Stated exercise: Repeat each entry word for word. Leave any images out of the copy.

* * * *

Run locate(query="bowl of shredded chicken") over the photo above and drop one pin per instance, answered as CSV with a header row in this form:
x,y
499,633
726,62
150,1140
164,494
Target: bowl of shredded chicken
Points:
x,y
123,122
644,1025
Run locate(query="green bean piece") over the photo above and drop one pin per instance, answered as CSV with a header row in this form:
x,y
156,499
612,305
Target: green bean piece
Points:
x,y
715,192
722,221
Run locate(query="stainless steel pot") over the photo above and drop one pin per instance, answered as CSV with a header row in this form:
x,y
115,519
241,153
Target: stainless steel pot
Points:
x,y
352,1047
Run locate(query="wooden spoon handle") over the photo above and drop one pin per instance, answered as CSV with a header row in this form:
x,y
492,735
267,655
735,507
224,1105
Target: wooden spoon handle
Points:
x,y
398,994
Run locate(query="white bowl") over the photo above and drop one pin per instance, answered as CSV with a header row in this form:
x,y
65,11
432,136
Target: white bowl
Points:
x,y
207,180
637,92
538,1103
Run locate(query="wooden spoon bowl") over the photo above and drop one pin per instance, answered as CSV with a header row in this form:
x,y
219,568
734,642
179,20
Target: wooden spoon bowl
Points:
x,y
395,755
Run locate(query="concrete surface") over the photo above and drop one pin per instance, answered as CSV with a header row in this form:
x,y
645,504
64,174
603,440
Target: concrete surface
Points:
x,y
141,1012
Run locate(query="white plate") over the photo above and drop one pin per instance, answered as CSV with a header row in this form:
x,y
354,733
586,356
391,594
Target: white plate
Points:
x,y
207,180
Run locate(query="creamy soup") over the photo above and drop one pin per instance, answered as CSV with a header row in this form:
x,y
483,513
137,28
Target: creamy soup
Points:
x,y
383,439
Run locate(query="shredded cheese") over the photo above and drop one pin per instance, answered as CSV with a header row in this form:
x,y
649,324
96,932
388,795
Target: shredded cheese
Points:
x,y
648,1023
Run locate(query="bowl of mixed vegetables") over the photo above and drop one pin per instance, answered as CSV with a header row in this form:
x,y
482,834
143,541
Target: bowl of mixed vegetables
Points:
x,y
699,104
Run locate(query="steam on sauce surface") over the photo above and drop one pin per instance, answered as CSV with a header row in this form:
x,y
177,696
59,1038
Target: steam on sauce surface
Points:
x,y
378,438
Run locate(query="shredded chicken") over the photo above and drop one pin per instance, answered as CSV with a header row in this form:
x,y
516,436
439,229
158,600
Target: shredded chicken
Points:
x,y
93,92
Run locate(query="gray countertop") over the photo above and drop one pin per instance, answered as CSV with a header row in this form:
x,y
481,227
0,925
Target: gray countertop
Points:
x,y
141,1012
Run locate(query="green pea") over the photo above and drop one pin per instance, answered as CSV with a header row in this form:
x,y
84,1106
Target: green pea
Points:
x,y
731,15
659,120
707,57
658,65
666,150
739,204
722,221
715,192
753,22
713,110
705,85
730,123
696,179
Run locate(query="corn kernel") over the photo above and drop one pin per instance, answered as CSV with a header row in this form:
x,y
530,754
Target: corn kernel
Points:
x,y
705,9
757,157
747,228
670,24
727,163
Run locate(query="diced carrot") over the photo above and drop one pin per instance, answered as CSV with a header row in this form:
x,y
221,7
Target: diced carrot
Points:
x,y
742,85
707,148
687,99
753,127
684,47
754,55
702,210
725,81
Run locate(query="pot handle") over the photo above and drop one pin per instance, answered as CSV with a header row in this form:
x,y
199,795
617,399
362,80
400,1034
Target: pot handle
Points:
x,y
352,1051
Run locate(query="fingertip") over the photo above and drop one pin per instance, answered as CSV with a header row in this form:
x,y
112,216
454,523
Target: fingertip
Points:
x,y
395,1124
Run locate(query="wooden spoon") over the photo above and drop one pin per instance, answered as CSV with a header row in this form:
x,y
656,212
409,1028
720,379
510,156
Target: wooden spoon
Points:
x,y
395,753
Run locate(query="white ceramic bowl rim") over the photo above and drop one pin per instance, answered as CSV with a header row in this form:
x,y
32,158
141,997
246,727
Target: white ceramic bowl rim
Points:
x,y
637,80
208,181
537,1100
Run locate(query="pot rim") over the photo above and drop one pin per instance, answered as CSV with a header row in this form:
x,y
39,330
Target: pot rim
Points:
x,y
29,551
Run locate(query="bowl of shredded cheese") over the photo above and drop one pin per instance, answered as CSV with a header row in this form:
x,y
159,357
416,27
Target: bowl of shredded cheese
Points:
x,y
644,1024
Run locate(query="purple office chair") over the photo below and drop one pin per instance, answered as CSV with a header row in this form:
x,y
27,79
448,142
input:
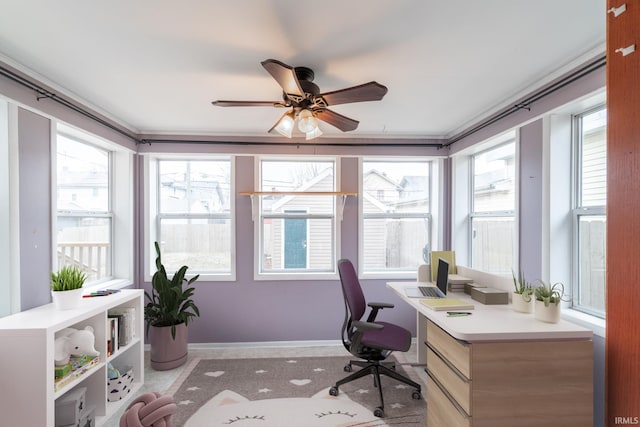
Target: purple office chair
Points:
x,y
369,340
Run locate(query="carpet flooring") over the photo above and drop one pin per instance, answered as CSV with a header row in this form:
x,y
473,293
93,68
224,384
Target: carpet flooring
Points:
x,y
287,392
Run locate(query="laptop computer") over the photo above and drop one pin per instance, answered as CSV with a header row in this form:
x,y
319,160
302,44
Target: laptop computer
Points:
x,y
438,291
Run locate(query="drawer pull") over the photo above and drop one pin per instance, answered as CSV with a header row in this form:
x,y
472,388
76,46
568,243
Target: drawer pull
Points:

* * * *

Complete answer:
Run locate(query="bowl of shredded chicken") over the photo above and drop one pin per instance, answered as CSV with a header row in this form:
x,y
499,633
726,62
150,1140
164,494
Target: bowl of shredded chicken
Points:
x,y
123,122
644,1025
Run locate(query="green bean piece") over the photo above and drop one pin per instance, answered as CSV with a header row in this form:
x,y
156,499
612,305
Target: green bean piece
Points:
x,y
715,192
722,221
Run locate(query="stainless steel pot") over the photo above and drop one pin per instance, answered as CSV with a header row in this form:
x,y
115,519
241,153
Target: stainless steel pot
Points:
x,y
352,1047
Run locate(query="wooden spoon handle") over the photo above and drop one pin per instance, answered as CSV with a header row in this form:
x,y
492,735
267,655
735,507
224,1105
Target: wooden spoon handle
Points:
x,y
398,994
Run locate(query="white bowl") over the photo above and drop one pin per instance, answered as CSV with a header row in this form:
x,y
65,11
432,136
Target: white bowl
Points:
x,y
207,180
637,92
538,1103
Run locate(query="wooden spoon bowl") over the photo above and drop one pin per instance, answered as CSV with a header row in this form:
x,y
219,568
734,642
179,20
Target: wooden spoon bowl
Points:
x,y
395,755
Run locate(query="concrete surface") over the photo above and drop one pin per instance, answered as CSV with a header row in this form:
x,y
645,504
64,174
603,440
Target: concrete surface
Points:
x,y
141,1012
Run locate(query="white plate") over the photo above and drop one pin per instance, answered as CSV with a header row in this form:
x,y
354,733
586,356
391,594
Target: white plate
Points:
x,y
207,180
Run locate(query="creamy soup") over the photo above and drop one pin per instance, answered as CSV with a header row in this form:
x,y
483,513
137,28
Target: creamy soup
Points:
x,y
383,439
Run locate(query="shredded cheese") over the photo above and drop one pin per instance, answered as CSV with a header row in this form:
x,y
649,324
96,932
388,795
Target: shredded cheese
Points:
x,y
648,1023
Run locate(query="bowl of mixed vegetables") over the photo above and drop one pin per instance, answered as CSV with a header row in this form:
x,y
482,834
143,541
Target: bowl of mixed vegetables
Points:
x,y
699,104
Run locate(query="steam on sauce surface") over the photo above and drop one pin per instance, answered as CSV with a header row in this form:
x,y
177,696
59,1038
Target: steam on sauce surface
Points:
x,y
378,438
Run locate(query="shredded chicken") over the photo above and drop one pin per instance, answered as CSV with a header row in this form:
x,y
516,436
439,229
158,600
Target: shredded chicken
Points:
x,y
93,92
Run locate(query="gray countertop") over the photo above and drop one pin per instance, answered as CSV with a header row in this form:
x,y
481,227
0,925
Target: gray countertop
Points:
x,y
141,1012
Run locate(query="green pea") over the photo above and drop one pin per instance, answered as CSV with a header row in this form:
x,y
84,1106
Target: green pea
Points:
x,y
731,15
659,120
707,57
658,65
666,150
739,204
722,221
715,192
753,22
713,110
705,85
730,123
696,179
Run locate(query="corn kernel") over the photo above and drop one pin per instance, answered as CSV with a header row in this form:
x,y
530,754
Target: corn kernel
Points:
x,y
705,9
757,157
747,228
670,24
727,163
Run locate(query="diced carrot") over the photo above and drop one pin per instance, answered as CSV with a header row in this form:
x,y
221,7
Target: diced carrot
Points:
x,y
742,85
707,148
687,99
753,127
684,47
754,55
702,210
725,81
Run locate(query="pot handle") over the photo above and drop one pin per instance, answered as CSV with a header row in this form:
x,y
199,795
617,399
362,80
400,1034
Target: pot handle
Points:
x,y
352,1051
Run locate(query="fingertip") over the photo above and drop one pin per instance, answered as CSV with a header row in this form:
x,y
112,216
454,523
Target: fingertip
Points:
x,y
395,1124
Run locate(query="wooden spoon") over the photo above and drop one pin per instance, answered as CSV with a header row in this form:
x,y
656,212
409,1028
720,379
510,156
Target: wooden spoon
Points:
x,y
395,753
Run locate(query="white ceramic bowl rim") over the photo above and drop one pin per instance, answered as CSV with a header row in this form:
x,y
32,158
141,997
246,727
Target: white ceramic bowl rim
Points:
x,y
637,80
208,181
537,1100
Run locate(query="pot rim") over the photo above and drop one pin per instance, answered as CSV with a header row in this form:
x,y
39,330
Target: pot rim
Points:
x,y
29,551
Run locate(query="bowl of shredded cheese") over the photo above and drop one pin per instance, answered as CSV with a header row in this form:
x,y
159,357
416,27
Target: bowl of shredded cheese
Points:
x,y
644,1024
Run locate(query="purple office chair") over the photo below and drop one pin per instance, answered as CSV with a header row in this form:
x,y
27,79
448,142
input:
Target: purple office chair
Points:
x,y
369,340
Run locate(query="carpet flooring") over the photo above and drop one pin per instance, answered as CSV with a header row in this form:
x,y
473,293
93,68
224,384
Target: carpet flooring
Points:
x,y
287,392
Run locate(query="laptop computer") over the photo above and drop one pin per instance, answered as CSV with a header row in this form:
x,y
319,160
302,44
Target: laptop computer
Points:
x,y
438,291
Run locate(query="drawer pull") over the photo above and drop one pin per instance, answered as CSV with a header row in this form:
x,y
472,388
76,46
568,243
Target: drawer pull
Points:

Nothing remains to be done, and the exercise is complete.